◆ **PROBLEM**
Could you transcribe all of the data word for word?

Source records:
• • • • •
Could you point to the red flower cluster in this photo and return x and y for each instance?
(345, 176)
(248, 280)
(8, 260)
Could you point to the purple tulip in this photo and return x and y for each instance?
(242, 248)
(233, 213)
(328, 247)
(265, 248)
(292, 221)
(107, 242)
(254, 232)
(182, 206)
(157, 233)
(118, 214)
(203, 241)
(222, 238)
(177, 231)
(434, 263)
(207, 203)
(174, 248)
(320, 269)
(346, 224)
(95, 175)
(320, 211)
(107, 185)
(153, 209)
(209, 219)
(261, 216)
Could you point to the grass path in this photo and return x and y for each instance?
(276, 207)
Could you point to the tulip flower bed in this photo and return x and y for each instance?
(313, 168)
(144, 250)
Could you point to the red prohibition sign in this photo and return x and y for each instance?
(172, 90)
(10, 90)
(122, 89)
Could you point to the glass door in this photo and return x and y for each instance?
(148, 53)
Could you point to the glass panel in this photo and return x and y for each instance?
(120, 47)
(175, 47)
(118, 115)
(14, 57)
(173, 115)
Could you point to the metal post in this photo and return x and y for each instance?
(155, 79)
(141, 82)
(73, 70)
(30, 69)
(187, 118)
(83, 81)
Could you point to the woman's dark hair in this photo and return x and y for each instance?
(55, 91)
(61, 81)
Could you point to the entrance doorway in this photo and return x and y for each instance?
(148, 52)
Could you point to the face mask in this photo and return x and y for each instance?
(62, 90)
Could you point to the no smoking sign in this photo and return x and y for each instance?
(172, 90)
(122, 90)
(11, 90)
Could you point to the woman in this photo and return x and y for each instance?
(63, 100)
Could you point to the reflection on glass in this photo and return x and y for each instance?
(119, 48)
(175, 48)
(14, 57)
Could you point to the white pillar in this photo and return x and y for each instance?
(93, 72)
• • • • •
◆ **ANSWER BELOW**
Could you point to the red flower cluster in this photo and return x and y for each instance?
(345, 176)
(248, 280)
(8, 260)
Could you point to the purple tulip in this photo and return x and y for each instance?
(242, 248)
(233, 213)
(328, 247)
(265, 248)
(292, 221)
(107, 242)
(254, 232)
(182, 206)
(157, 233)
(118, 214)
(203, 241)
(222, 238)
(177, 231)
(434, 263)
(207, 203)
(174, 248)
(320, 269)
(346, 224)
(95, 175)
(320, 211)
(107, 185)
(153, 209)
(209, 219)
(261, 216)
Could you point to the grass path in this photo and return x and y for each instance?
(276, 207)
Could you point to the tulip flower bed in this photo and return x and y for each instance?
(313, 168)
(144, 250)
Could you point to the red prohibition sign in this photo and return x and y for each instance?
(172, 90)
(10, 90)
(122, 89)
Could you point to the glass door in this photo and return x and y for each instance?
(148, 53)
Could you point to the glass panel in this photo and return x and y for each instance?
(120, 47)
(175, 47)
(118, 115)
(14, 57)
(173, 115)
Could you point to the metal post in this photo and return x and y for each instance?
(155, 79)
(141, 82)
(73, 70)
(30, 69)
(187, 118)
(83, 81)
Could you point to the woman's dark hair in this photo and return x and y for each instance?
(55, 91)
(61, 81)
Could you point to the entrance doorway in this photo and return x and y for each instance?
(148, 52)
Could you point to the face mask in this photo and return x and y for each instance?
(62, 90)
Could you point to the no smoking sign in this photo and return x and y for each instance?
(172, 90)
(122, 90)
(11, 90)
Could you point to the woman in this photo and return x and y for each instance?
(63, 100)
Could you point to the reflection on glass in this photo and return x and y for each instance?
(119, 48)
(175, 48)
(14, 57)
Could you point to the white pillar in this photo and return x and y for each instance?
(93, 72)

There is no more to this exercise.